So heißt ein Projekt von berlinpolis e.V., das am 9. Dezember im Berliner Rathaus vorgestellt wurde. Drei Jahre lang finanzieren das Bundesamt für Migration und Flüchtlinge und die Robert Bosch Stiftung ein Vorhaben des Berliner Vereins, bei dem Studenten der Berliner Hochschulen die Patenschaft für Gymnasiasten übernehmen. Sie helfen beim Orientieren im deutschen Hochschuldschungel, bei der Wahl des Studienfaches und Fragen der Finanzierung des Studiums. Das Besondere dabei: Die meisten Studenten und Schüler sind Russlanddeutsche aus den Nachfolgestaaten der Sowjetunion.
„Integration als kommunale Aufgabe”, „Einwanderung als menschliche und kulturelle Bereicherung”, „gleichberechtigte Teilnahme am wirtschaftlichen, sozialen, politischen und kulturellen Leben”, „wechselseitige interkulturelle Öffnung” – viele gute Worte waren zu hören in den Eröffnungs- und Grußworten an diesem Abend.
——————————
AUFGABE 1
Ermittle in den Einträgen unten jede Zeile, die die Zeichenfolge „hair“ enthält, und schreibe diese Zeilen vollständig ab. Groß- und Kleinschreibung zählt.

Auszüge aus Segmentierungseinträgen
——————————
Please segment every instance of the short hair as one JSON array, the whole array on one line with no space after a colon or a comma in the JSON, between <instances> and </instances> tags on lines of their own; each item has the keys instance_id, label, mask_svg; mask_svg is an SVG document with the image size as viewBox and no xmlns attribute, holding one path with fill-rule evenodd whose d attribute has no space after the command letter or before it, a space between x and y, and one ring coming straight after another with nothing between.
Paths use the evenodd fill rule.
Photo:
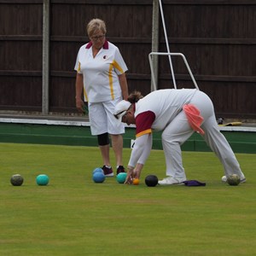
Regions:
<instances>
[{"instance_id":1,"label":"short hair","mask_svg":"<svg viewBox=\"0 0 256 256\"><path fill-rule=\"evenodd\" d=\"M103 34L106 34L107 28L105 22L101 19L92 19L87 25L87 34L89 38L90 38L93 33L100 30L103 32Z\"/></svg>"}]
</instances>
——————————
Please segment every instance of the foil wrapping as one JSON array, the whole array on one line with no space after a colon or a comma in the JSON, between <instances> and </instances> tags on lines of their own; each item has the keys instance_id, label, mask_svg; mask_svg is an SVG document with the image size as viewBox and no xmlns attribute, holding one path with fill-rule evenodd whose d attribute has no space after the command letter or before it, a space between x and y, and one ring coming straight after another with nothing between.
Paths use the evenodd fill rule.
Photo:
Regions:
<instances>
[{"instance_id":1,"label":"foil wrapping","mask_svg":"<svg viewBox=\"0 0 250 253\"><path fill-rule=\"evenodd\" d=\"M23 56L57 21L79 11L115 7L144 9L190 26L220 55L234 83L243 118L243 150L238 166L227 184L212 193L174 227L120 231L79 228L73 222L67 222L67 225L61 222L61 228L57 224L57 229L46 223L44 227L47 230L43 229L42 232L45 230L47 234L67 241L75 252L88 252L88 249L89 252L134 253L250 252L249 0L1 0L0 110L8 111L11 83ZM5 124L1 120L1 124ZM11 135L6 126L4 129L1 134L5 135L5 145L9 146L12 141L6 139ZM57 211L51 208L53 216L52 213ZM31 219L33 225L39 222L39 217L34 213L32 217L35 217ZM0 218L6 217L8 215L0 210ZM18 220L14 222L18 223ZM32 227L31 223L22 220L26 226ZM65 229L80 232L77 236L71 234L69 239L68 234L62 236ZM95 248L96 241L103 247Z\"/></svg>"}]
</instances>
——————————
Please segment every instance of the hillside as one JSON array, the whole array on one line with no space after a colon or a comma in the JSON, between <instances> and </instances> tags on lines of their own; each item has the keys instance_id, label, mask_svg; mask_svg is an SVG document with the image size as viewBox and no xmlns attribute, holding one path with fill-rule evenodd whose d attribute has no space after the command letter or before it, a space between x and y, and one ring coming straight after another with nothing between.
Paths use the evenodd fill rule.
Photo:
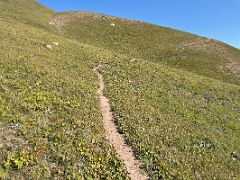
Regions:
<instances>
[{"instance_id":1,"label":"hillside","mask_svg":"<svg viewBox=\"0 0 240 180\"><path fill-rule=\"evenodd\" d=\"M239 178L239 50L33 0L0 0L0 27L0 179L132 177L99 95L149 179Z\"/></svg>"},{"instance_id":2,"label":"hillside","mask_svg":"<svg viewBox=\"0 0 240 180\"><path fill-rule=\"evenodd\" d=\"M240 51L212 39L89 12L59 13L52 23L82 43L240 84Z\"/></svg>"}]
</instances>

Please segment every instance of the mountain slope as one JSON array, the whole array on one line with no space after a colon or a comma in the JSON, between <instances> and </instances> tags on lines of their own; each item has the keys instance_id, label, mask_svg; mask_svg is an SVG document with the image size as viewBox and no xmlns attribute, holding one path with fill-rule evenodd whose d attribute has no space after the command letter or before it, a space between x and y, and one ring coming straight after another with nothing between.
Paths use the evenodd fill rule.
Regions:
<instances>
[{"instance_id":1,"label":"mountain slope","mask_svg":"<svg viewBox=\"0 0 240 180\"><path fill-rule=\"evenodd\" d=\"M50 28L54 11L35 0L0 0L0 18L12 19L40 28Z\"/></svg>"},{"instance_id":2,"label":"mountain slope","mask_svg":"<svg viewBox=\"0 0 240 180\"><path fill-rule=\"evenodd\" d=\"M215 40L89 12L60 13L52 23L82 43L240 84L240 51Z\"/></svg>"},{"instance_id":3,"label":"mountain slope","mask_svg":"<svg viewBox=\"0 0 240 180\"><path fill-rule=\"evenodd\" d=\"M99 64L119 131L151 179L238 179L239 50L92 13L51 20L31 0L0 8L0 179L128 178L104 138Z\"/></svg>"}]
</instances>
——————————
AUFGABE 2
Gib aus dem Text über das Projekt von berlinpolis e.V. den Abschnitt von „So heißt ein“ bis „Nachfolgestaaten der Sowjetunion.“ wortgetreu wieder.

SCHRIFTLICHE ANTWORT 1
Please segment every instance of the short hair as one JSON array, the whole array on one line with no space after a colon or a comma in the JSON, between <instances> and </instances> tags on lines of their own; each item has the keys instance_id, label, mask_svg; mask_svg is an SVG document with the image size as viewBox and no xmlns attribute, holding one path with fill-rule evenodd whose d attribute has no space after the command letter or before it, a space between x and y, and one ring coming straight after another with nothing between.
[{"instance_id":1,"label":"short hair","mask_svg":"<svg viewBox=\"0 0 256 256\"><path fill-rule=\"evenodd\" d=\"M103 34L106 34L107 28L105 22L101 19L92 19L87 25L87 34L89 38L90 38L93 33L100 30L103 32Z\"/></svg>"}]

SCHRIFTLICHE ANTWORT 2
So heißt ein Projekt von berlinpolis e.V., das am 9. Dezember im Berliner Rathaus vorgestellt wurde. Drei Jahre lang finanzieren das Bundesamt für Migration und Flüchtlinge und die Robert Bosch Stiftung ein Vorhaben des Berliner Vereins, bei dem Studenten der Berliner Hochschulen die Patenschaft für Gymnasiasten übernehmen. Sie helfen beim Orientieren im deutschen Hochschuldschungel, bei der Wahl des Studienfaches und Fragen der Finanzierung des Studiums. Das Besondere dabei: Die meisten Studenten und Schüler sind Russlanddeutsche aus den Nachfolgestaaten der Sowjetunion.